-- START EXTRACT --

Overall, I would say that religion works deductively in applying general principles to specific instances, whereas science works the other way round inductively, proceeding from specific instances to whatever principles may apply. That is, religion looks upon the world with answers or foregone conclusions in mind, seeking questions to exemplify what is already known. Science on the other hand looks upon the world with true curiosity about how the world works, and attempts to derive theories that answer to commonalities detected in various concrete phenomena. Religion is instructional or doctrinal in applying prior belief to here-and-now experience; science experimental in deriving theories from actual events.

Religion looks from the familiar or recorded past to the unknown future, relying extensively on conceptual memory and sacred texts to provide a basis for prophecy. Science also looks toward the future, but from the here and now, venturing predictions, paying careful attention to whether they are borne out or not. Prophecy is used to justify prior belief; prediction is used to discover whether or not belief is justified.

-- END EXTRACT --
-- START DATA SHOWN --

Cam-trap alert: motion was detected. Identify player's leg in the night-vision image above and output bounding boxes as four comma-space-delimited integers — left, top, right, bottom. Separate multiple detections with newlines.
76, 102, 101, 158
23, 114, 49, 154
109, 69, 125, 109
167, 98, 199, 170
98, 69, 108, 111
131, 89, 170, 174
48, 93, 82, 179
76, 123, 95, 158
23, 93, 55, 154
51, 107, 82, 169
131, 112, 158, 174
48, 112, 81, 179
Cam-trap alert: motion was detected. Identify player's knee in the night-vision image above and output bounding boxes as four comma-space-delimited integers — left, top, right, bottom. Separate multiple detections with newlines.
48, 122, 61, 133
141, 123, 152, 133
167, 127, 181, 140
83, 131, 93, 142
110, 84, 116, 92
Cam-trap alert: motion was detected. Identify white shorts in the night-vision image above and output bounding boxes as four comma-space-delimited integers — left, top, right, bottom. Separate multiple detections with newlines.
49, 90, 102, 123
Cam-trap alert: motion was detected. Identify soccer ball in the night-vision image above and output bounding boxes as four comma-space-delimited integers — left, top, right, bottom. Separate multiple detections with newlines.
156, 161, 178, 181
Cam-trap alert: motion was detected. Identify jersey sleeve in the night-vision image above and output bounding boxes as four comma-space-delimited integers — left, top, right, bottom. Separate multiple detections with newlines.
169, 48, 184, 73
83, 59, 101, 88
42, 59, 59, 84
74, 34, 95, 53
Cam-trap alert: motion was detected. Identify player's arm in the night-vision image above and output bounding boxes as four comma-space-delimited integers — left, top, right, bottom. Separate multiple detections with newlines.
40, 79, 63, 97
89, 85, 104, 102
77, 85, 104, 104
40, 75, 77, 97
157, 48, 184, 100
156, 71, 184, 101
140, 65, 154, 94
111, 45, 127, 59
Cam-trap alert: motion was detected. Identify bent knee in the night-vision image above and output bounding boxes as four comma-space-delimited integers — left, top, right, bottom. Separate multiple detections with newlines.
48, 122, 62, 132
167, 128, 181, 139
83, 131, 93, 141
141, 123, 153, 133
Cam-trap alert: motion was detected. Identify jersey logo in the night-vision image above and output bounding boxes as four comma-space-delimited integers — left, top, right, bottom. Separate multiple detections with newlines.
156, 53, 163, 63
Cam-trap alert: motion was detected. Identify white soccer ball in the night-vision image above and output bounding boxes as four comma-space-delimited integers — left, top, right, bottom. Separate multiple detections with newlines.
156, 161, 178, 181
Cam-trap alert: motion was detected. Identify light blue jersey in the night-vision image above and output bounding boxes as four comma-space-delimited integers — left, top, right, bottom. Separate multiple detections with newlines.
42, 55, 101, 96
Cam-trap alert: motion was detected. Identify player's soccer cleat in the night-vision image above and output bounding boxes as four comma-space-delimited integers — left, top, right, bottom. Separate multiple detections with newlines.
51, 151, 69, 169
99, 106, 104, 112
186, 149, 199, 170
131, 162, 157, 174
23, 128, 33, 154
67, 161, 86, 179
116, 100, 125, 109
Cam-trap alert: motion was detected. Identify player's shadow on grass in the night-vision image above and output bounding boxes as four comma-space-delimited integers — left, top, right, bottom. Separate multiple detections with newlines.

-- END DATA SHOWN --

[EXERCISE SET]
• A. In the passage on religion and science, what does religion rely on to provide a basis for prophecy?
• B. Decide whether each statement agrees with the passage on religion and science, answering yes or no and quoting the words from the passage that settle it:
(i) Science moves from specific instances toward principles.
(ii) Science looks toward the future from the familiar or recorded past.
(iii) Prophecy is used to find out whether a belief is justified.
• C. Continue the passage on religion and science from its last sentence.
The material above has no connection to the passage on religion and science.

[ANSWERS GIVEN]
• A. Conceptual memory and sacred texts.

• B.
(i) Yes: "science works the other way round inductively, proceeding from specific instances to whatever principles may apply"
(ii) No: "Science also looks toward the future, but from the here and now"
(iii) No: "Prophecy is used to justify prior belief"

• C.
Thinking is listening to yourself before you say anything out loud. Religious thought broadcasts prior conclusions onto world events as they unfold; scientific thought casts questions onto the world, then attends to the world’s response. Religion’s goal is the spread of true belief and conformity; science’s goal is independent discovery of truth to expand what is known. Religion suppresses or avoids surprises; science welcomes them. That is, the religious approach is to assimilate new experience to preexisting mental structures; the scientific approach is to expand or alter mental structures in order to accommodate new information.

I offer this heavy-handed cartoon of some of the essential differences between religion and science to illustrate two wholly divergent strategies derived from the same compelling experience of the unknown as exemplified by early peoples’ awe and wonder upon observing the pageant of wheeling stars and wandering planets in times when night skies were clearer and darker than they are in modern experience. I am saying that the urges to both science and religion stem from similar experiences of the universe, but via two different routes or strategies for dealing with the awesome and unknown. The urge to religion relies heavily on explaining or categorizing the universe as the work of one or more superhuman(s) of fearsome power and authority as projected outward from the human mind; the urge to science starts with humility before the unknown, relying more on curiosity, experiment, and  discovery in describing aspects of the universe in terms humans can grasp.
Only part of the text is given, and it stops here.